Given exercise: Please rescale the items starting at the line that contains "Pin a point on every instance of the cloud in" and continuing through the end of the items, and write out only those lines again, requests included. Multiply every point coordinate in the answers by 1.25 and round each result to a whole number, with halves rounded up.

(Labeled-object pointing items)
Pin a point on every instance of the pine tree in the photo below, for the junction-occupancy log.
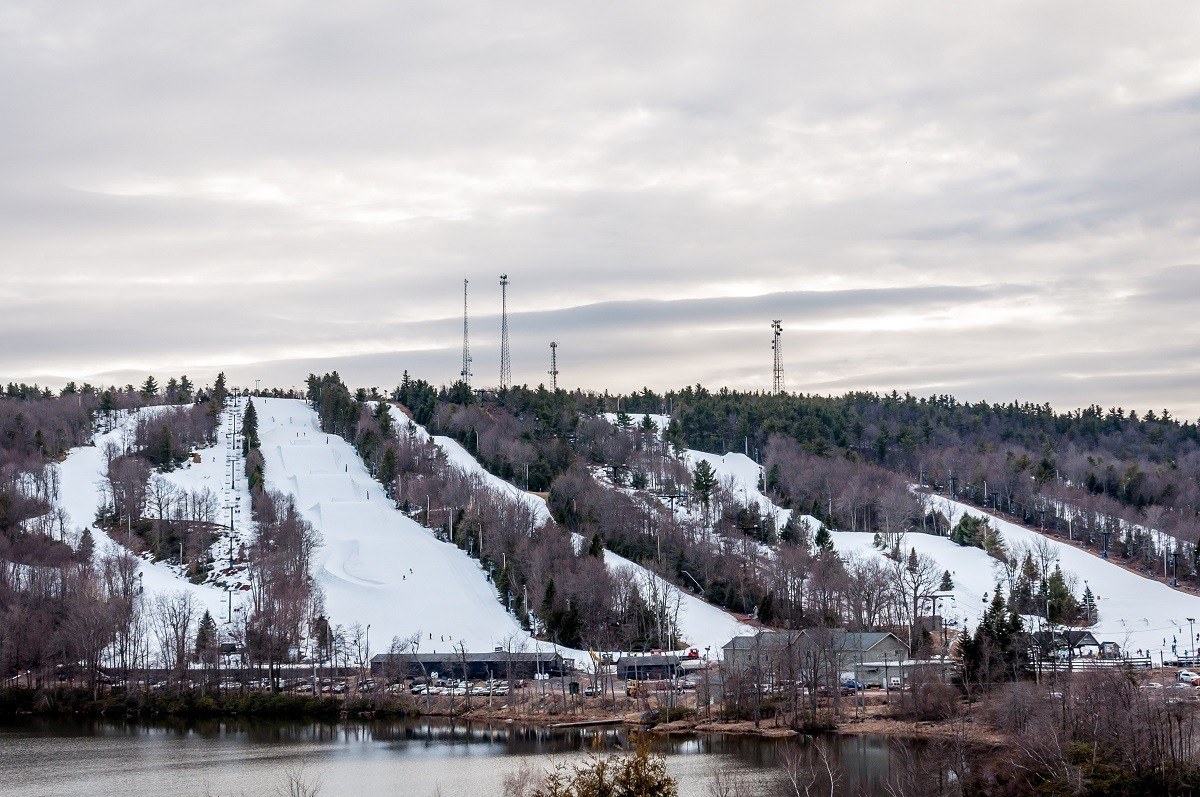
(389, 469)
(205, 635)
(823, 540)
(166, 449)
(185, 389)
(703, 483)
(1090, 604)
(250, 429)
(87, 545)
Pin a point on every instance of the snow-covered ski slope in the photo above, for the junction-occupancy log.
(1134, 611)
(701, 624)
(82, 477)
(377, 565)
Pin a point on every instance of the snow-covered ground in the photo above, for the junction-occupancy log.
(377, 565)
(1134, 611)
(701, 624)
(82, 477)
(660, 421)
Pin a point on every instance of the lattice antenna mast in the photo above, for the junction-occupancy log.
(777, 346)
(505, 363)
(466, 346)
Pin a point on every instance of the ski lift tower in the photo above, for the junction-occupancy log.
(465, 375)
(505, 363)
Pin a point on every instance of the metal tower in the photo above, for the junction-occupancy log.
(466, 348)
(777, 346)
(505, 364)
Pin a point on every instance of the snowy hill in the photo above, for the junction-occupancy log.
(1134, 611)
(377, 565)
(82, 477)
(701, 624)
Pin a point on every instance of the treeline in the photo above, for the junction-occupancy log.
(1102, 477)
(557, 588)
(622, 486)
(286, 605)
(145, 510)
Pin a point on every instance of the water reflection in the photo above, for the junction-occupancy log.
(70, 759)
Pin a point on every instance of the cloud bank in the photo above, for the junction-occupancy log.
(993, 202)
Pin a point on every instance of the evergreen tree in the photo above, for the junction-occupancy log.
(389, 468)
(823, 540)
(1062, 605)
(250, 429)
(1090, 604)
(703, 481)
(87, 545)
(205, 636)
(767, 609)
(165, 453)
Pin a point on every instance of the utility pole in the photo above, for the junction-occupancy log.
(505, 364)
(777, 346)
(465, 375)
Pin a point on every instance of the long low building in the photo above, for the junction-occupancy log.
(653, 666)
(497, 664)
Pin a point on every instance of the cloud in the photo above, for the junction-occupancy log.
(997, 202)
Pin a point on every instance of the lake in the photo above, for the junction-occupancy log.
(412, 757)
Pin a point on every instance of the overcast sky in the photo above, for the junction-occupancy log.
(933, 197)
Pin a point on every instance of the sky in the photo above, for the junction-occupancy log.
(994, 201)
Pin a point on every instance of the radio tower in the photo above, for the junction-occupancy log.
(466, 348)
(505, 364)
(777, 346)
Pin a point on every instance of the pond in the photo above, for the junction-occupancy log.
(411, 757)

Response for this exercise:
Pin a point on every instance of the cloud in the photo above, for the junction-occupancy log.
(1246, 253)
Pin a point on every instance of the lake in the photo above, for the junction-occupancy log.
(515, 946)
Pin a point on every instance of the overcast sky in the photo above, for the junction-occupancy log.
(1166, 246)
Pin a point on every instance of the sky in the photo above, for the junction-occupancy log.
(1243, 251)
Pin a point on every instance of the radio tower in the photo above, for the junction-occupancy log.
(583, 435)
(631, 455)
(971, 433)
Pin a point on every instance of the pond in the photo above, for the junction-occupancy log.
(514, 946)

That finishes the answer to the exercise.